# [Alıştırma bölümleri]
1 - UEFA cezasıyla ilgili yorumlara göre aşağıdaki soruları yanıtlayın.
(a) İlk yorumda, satılması önerilen yabancılar arasında dışarıda tutulan iki oyuncu kimdir?
(b) İlk yoruma göre 2011 yılındaki yeni yapılanmaya hangi yönetim ve hangi teknik direktörle gidilmişti?
(c) İkinci yorumda, bu sene alınması umulan kupa hangisidir?
2 - UEFA cezasıyla ilgili yorumlarda "eğer takım şampiyonlar" sözlerinden aşağıya, "duracak yönetim nerede." sözlerine kadar her şeyi olduğu gibi yeniden yazın.
3 - UEFA cezasıyla ilgili yorumları son cümleden sonrasından itibaren sürdürün.

--- Belge metni ---

• 26
    bu cezanın iki olumlu tarafı var;

    1- bu kriz fırsata çevrilip eldeki çöp yerliler ve sneijder ve muslera dışındaki yabancılar:gerçi bunlar da gitmek isteyebilir satılarak mali açıdan rahatlanılabilir ve gidenlerin yerleri genç türk ve avrupalılarlar doldurulabilir. bunu yapmak için yeni bir yönetime ve genç bir hocaya ihtiyaç var.

    2- takım lig yarışında geri kaldığı için uefa ceza vermese de seneye şampiyonlar ligi'ne gidemeyecekti. elemeler de dahil edildiğinde daha fazla maç oynanan ve daha az para kazanılan avrupa ligi'nde oynamamak, yeni kurulacak bir takım için olumlu olur. böylece takım kendini sadece lige odaklayabilir.

    benzer bir durum 2011 yılında olmuştu hatırlarsanız. takım o kadar kötüydü ki avrupa kupalarına katılacak hak kazanamamıştı. yeni gelen ünal aysal yönetimi ve fatih terim'le yeni yapılanmaya giden takıma bir çok oyuncu gelmiş ve komple yenilenmiştik. ve o takım sadece lige odaklanarak hem normal sezonu puan farkıyla önde kapatmış, hem de süper finalde şampiyon olmuştu.

    eğer takım şampiyonlar ligine katılacak bir seviyede olsaydı ve bu ceza gelseydi daha çok üzülürdüm ama şimdi o kadar kafaya takımıyorum. sadece şu yukarıdaki 1. maddeya odaklansak zaten öbür sene yine şampiyonlar ligi'nden devam edebiliriz. ben enseyi karatmıyorum.
  • 27
    olan oldu artık yapacak bir şey yok. inşallah bu sene es kaza türkiye kupasını alırızda önümüzdeki sene çekeriz cezayı. bir musibet bin nasihattan iyidir istediğin kadar uyar bu cezanın yarattığı etkiyi yaratmazdı. şimdi sıkıyorsa dikkat etme. artık yapılanma şart eline fırsat geçti avrupa gibi bir hedefin yok kadroyu gençleştirmek için bir fırsat. ama tabi bunu yapabilecek teknik direktör bulmak mesele hadi buldun o teknik direktöre sabredecek taraftar nerede en ufak bir sıkıntı da arkasında duracak yönetim nerede.
  • 29
    +1 veya 2 sene şeklinde olmamasından dolayı ehven-i şer yani kötülerin en iyisi olan olasılığın gerçekleşmesi.

--- Veri kümesi öğeleri ---

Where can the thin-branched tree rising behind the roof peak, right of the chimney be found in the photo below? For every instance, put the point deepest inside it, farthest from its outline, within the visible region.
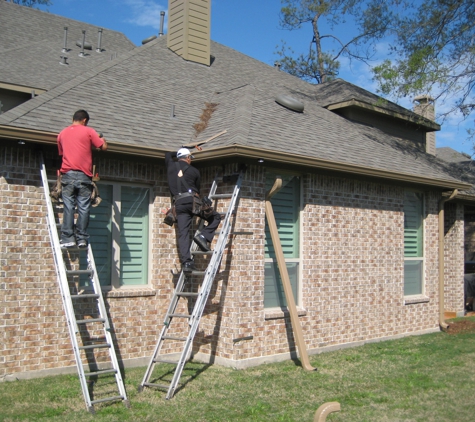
(321, 63)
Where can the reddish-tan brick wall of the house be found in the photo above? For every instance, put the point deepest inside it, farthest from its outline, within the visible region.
(351, 260)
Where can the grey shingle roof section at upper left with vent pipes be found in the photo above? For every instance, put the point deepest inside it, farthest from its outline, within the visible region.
(31, 44)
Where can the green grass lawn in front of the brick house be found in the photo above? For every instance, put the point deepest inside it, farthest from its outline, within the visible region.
(421, 378)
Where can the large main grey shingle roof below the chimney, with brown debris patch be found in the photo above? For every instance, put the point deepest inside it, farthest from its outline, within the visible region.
(150, 96)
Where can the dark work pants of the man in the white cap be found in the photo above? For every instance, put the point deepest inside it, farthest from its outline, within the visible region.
(184, 217)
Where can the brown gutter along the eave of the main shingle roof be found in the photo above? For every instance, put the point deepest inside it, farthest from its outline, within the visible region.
(249, 155)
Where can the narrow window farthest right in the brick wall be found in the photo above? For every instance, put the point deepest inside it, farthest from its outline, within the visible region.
(413, 243)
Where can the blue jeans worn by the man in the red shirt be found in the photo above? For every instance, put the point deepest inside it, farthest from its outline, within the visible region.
(76, 191)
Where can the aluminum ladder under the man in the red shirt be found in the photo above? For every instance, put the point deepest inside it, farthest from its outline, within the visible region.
(71, 303)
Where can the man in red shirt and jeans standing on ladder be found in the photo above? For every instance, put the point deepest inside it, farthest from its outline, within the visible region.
(75, 144)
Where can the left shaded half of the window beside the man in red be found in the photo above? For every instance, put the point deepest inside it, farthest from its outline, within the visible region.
(100, 237)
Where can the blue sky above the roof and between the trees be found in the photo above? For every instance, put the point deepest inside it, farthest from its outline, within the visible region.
(248, 26)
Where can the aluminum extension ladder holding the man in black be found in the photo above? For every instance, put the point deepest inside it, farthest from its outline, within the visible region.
(201, 296)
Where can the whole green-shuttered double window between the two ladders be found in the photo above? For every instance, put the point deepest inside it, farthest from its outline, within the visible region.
(118, 230)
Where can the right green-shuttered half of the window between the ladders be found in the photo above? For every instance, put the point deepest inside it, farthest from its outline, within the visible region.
(134, 235)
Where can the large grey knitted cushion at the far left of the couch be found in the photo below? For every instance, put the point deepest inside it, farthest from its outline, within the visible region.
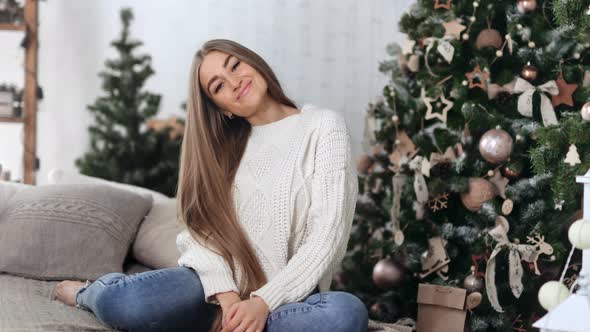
(69, 231)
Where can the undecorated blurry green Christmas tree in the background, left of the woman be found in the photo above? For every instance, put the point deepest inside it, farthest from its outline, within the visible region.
(127, 144)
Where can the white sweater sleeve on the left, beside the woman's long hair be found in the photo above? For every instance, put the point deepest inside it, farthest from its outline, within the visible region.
(214, 272)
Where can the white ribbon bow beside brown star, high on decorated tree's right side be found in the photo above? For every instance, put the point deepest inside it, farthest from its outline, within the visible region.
(525, 101)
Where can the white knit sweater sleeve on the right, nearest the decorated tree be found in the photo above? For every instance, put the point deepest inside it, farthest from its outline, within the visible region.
(333, 197)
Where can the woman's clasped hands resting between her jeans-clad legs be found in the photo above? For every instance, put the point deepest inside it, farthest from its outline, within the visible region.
(246, 316)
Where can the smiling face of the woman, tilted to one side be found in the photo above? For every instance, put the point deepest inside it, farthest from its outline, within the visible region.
(231, 84)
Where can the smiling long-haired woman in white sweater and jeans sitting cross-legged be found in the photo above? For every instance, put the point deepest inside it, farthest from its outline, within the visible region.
(267, 193)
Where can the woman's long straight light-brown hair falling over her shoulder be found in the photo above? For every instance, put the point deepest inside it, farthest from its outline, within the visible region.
(211, 151)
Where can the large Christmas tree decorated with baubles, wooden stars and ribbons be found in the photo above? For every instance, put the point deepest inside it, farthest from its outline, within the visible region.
(471, 156)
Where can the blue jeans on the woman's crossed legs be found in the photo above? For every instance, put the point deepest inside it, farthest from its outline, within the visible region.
(172, 299)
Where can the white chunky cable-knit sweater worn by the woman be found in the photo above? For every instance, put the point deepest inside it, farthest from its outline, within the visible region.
(295, 193)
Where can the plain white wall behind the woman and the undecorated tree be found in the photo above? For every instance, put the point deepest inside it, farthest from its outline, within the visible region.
(324, 52)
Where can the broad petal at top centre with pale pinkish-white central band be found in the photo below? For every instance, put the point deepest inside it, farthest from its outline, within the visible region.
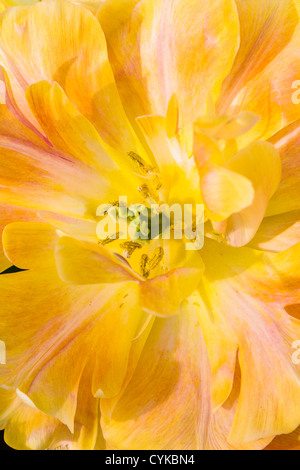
(162, 47)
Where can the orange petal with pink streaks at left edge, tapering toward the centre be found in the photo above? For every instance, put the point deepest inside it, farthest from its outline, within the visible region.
(36, 176)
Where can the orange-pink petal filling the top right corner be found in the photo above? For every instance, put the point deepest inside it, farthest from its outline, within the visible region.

---

# [Görev yanıtları]
1 -
(a) Sneijder ve Muslera.
(b) Ünal Aysal yönetimi ve Fatih Terim.
(c) Türkiye Kupası.

2 -
eğer takım şampiyonlar ligine katılacak bir seviyede olsaydı ve bu ceza gelseydi daha çok üzülürdüm ama şimdi o kadar kafaya takımıyorum. sadece şu yukarıdaki 1. maddeya odaklansak zaten öbür sene yine şampiyonlar ligi'nden devam edebiliriz. ben enseyi karatmıyorum.
  • 27
    olan oldu artık yapacak bir şey yok. inşallah bu sene es kaza türkiye kupasını alırızda önümüzdeki sene çekeriz cezayı. bir musibet bin nasihattan iyidir istediğin kadar uyar bu cezanın yarattığı etkiyi yaratmazdı. şimdi sıkıyorsa dikkat etme. artık yapılanma şart eline fırsat geçti avrupa gibi bir hedefin yok kadroyu gençleştirmek için bir fırsat. ama tabi bunu yapabilecek teknik direktör bulmak mesele hadi buldun o teknik direktöre sabredecek taraftar nerede en ufak bir sıkıntı da arkasında duracak yönetim nerede.

3 -
    ilk önce şunu söylemek gerekiyor. bu ceza uzun süredir bekleniyordu . o yüzden mali disiplini en iyi sağlayabileceği düşünülen dursun özbek dışında doğru dürüst bir aday çıkmadı.

    galatasaray'ın bu cezası şampiyonlar ligine üst üste katıldığı için denetime girdiğinden dolayı geldi. başka bir deyişe beşiktaş ve fenerbahçe'de denetime girseydi, olan bilançolarıyla onlarda ceza alırdı, hatta şike sicilleri olmasından ötürü 2 yıl falan alırdı. nitekim önümüzdeki yıllarda , cl'ye girdiklerinde ,acayip gelir artışı sahtekarlıkları yapmazlarsa onlarda önümüzdeki yıllarda ceza alacaklar. çünkü olan borçlarının faiz giderleri ile birlikte futbolculara yaptıkları ödemeleri gelirleri karşılamıyor. zarar ediyorlar.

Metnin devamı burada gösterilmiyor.